* _Given request_
Reproduce the records below exactly, leaving out any pictures.

BEGIN Provided records

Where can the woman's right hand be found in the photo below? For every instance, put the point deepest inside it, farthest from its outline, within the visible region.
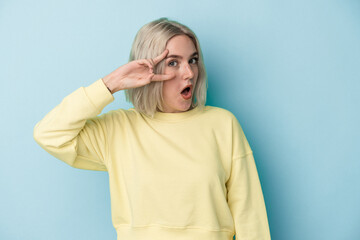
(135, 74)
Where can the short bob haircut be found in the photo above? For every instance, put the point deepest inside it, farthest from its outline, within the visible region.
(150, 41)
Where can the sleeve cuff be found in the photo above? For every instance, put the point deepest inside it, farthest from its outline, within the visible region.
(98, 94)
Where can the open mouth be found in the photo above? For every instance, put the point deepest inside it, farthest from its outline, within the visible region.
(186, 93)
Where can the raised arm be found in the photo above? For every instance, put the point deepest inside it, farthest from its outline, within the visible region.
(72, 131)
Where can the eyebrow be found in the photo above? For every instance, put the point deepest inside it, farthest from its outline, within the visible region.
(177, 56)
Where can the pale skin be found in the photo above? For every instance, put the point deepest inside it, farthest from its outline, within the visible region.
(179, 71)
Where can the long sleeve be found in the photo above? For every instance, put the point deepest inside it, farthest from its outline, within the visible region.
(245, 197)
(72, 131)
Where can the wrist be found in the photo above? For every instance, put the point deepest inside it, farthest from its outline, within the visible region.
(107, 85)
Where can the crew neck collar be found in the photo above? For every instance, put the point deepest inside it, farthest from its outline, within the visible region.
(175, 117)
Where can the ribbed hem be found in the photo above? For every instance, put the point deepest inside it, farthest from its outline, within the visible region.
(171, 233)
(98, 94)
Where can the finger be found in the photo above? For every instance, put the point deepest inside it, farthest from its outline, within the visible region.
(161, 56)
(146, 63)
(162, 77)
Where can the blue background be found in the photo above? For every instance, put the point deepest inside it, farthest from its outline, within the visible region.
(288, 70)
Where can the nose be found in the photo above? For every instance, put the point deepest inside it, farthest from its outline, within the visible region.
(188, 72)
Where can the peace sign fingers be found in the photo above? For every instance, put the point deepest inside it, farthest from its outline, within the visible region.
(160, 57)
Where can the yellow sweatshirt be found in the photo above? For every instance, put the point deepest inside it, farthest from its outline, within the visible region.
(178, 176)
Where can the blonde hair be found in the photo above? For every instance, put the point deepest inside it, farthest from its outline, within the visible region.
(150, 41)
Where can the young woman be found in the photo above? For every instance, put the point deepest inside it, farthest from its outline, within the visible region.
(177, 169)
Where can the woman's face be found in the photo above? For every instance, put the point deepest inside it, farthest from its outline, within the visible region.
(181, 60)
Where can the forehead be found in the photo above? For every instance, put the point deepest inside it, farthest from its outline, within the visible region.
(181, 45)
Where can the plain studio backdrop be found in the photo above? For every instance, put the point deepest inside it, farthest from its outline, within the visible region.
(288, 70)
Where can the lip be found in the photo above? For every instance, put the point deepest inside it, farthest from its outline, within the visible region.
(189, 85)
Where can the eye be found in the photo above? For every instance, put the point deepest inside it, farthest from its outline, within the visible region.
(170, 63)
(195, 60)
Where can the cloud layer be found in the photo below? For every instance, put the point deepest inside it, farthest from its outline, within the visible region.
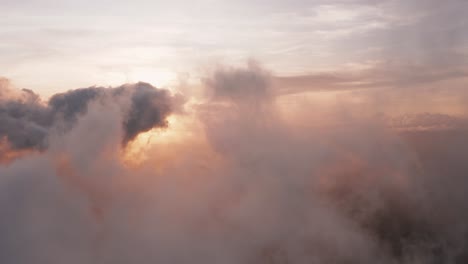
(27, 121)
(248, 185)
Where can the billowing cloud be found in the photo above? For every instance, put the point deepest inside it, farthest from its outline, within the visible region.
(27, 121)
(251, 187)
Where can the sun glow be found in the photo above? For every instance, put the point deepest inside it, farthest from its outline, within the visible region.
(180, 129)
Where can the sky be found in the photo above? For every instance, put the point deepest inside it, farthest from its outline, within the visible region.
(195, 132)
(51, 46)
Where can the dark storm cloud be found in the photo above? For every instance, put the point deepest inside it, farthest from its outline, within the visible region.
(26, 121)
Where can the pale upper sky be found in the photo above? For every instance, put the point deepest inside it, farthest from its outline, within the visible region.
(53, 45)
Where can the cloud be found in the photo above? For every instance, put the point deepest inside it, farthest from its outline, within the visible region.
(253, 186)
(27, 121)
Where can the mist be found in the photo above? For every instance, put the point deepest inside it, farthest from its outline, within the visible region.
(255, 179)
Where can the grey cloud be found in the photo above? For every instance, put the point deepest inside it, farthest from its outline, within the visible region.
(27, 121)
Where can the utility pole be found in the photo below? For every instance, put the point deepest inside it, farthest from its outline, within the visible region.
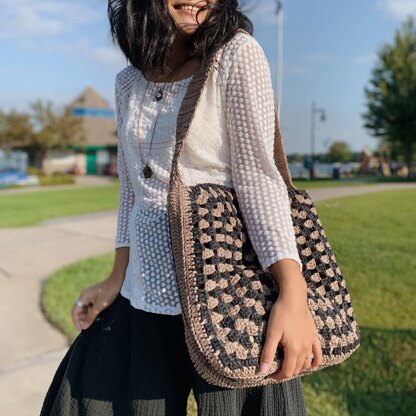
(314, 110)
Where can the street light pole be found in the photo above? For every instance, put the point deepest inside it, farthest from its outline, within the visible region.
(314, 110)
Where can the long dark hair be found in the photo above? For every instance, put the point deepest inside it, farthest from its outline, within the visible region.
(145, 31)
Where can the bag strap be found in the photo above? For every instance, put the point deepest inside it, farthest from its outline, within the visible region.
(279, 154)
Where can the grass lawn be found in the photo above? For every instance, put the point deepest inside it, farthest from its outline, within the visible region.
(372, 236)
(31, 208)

END Provided records

* _Task answer_
Where can the woman's right hand be found in the photo below? For every instance, put the point deepest inside it, farthest from its outline, within the visible region.
(135, 74)
Where can the short bob haircut be found in the photo above? For every instance, put the point deepest inside it, farthest from its outline, within the visible region.
(150, 41)
Where can the sleeve cuff be found in the photo above? For every instance, put the point deepest inside it, farthest from its outline, within the visible region.
(98, 94)
Where can the open mouth be found in the photo above? For every instance, put the point deepest inside it, farthest from its outline, within the visible region.
(186, 93)
Where can the raised arm be found in the photo above? For every instance, put the point deepest inside it, farthest from its outline, within the visible region.
(72, 131)
Where can the eyebrow be found in the photo above? For every instance, put the point deepest inside it, farthest from its outline, within the visible region.
(177, 56)
Where can the pale skin be found in the photo above? For every instance, put the point deepest inside it, farthest from its outline, within the visible region.
(179, 71)
Where can the long sleeve be found in the photo above? For every instance, put the point deepest inside it, farthest from its outline, within the visible region.
(245, 197)
(72, 131)
Where can the wrist be found in the photo above? For every instance, put the point deepest inside it, farthest from its outline, within the visible region.
(107, 85)
Where can the crew neck collar be found in the photo above? For every instance, put the point deepest inside it, farthest from its outline, within the visible region.
(175, 117)
Where can the ribbed hem be found in the photo above? For every instance, put the point deepest inside it, farthest from its outline, within the visible region.
(171, 233)
(98, 94)
Where can the finger be found in the photo above? For every instance, put the point deepest inside it, farthest from its outline, within the visible region.
(161, 56)
(146, 63)
(162, 77)
Where can the blue background be found in the photo above? For every instance, put the point deepest inside it, farthest from its outline, within the visible region.
(288, 70)
Where can the nose be found in the photo above? For every instance, put the point deepest inside it, farthest from its outline, within the visible region.
(188, 72)
Where can the peace sign fingers be found in the photo above? For every instance, put the point deepest inside it, farthest from its outline, within the visible region.
(160, 57)
Where can the yellow sweatshirt be found in the photo above? For every instance, put the point deepest inside it, farthest from its outline, within the visible region.
(178, 176)
Where can the blonde hair be found in the photo above? For every instance, put the point deepest inside it, farthest from its outline, within the visible region.
(150, 41)
Where can the young woman be found in the photo above? For every instance, put the point deepest inside it, farthest from its outline, within the visible region.
(177, 169)
Where can the woman's face be found in the photo above? For every instance, put the point deepest inside it, farthest from its outline, within the visible region.
(181, 60)
Where can the forehead be found in the photo above? For every instance, put the point deepest inside it, farthest from its outline, within the visible region.
(181, 45)
Where can the plain studio backdrop be found in the photo above? For every instance, put the point deepest inside it, farthest from its outline, within the visible region.
(288, 70)
Where can the lip be found in the photo above? For every instance, put the point deepest inside it, farthest from its outline, within the visible region.
(189, 85)
Where can the eye be found in the photo above? For every instance, put the point deepest inside it, farthest from its outline, within the visible region.
(170, 63)
(195, 60)
Where can the cloud layer be found in the photo below? For every instance, put the point deepest inside it, farthest from its outline, within the visible region.
(27, 121)
(248, 185)
Where can the billowing cloud be found in the photo above? For every instance, put the point deepest inside it, farthest from its outline, within the visible region.
(27, 121)
(251, 187)
Where can the sun glow be found in the photo above? For every instance, put the point deepest inside it, farthest from its outline, within the visible region.
(180, 129)
Where can the sky be found in the photo above? For every instance, put the point deepest inside it, farthest from its outline, within the visible region.
(195, 132)
(51, 46)
Where can the dark storm cloud be found in the photo above? For every instance, put the point deepest inside it, farthest from its outline, within the visible region.
(26, 121)
Where can the pale upper sky be found in the photo above? For every instance, put the point deepest inside it, farthest from its outline, within the visible region.
(53, 45)
Where can the cloud be found in the photo above? For every instance, put the point deepest inside it, farthest from its outline, within the visible region.
(253, 186)
(27, 121)
Where can the mist be found in the photo above? For every instance, put the point deepest inside it, farthest from its outline, within the visible region.
(255, 179)
Where can the grey cloud be found in the photo above? For every instance, put the point deepest inside it, farthest from its outline, within the visible region.
(27, 121)
Where can the utility pole be found in the photo below? For every instance, put the point deepest inside it, farthest from its outline, within the visible region.
(314, 110)
Where can the street light pole be found in the photo above? For every instance, put the point deepest inside it, farthest from its outline, within the visible region.
(314, 110)
Where can the long dark hair be found in the photo above? For every instance, put the point deepest inside it, farthest from its outline, within the visible region.
(145, 31)
Where can the bag strap be found in the photo above? For every instance, put the point deepest inside it, farthest from its outline, within the visible region.
(279, 154)
Where can the grass lawn be found in the photo above? For every instance, put the point deepest inside it, farthest from its outline, within the visible region.
(372, 236)
(31, 208)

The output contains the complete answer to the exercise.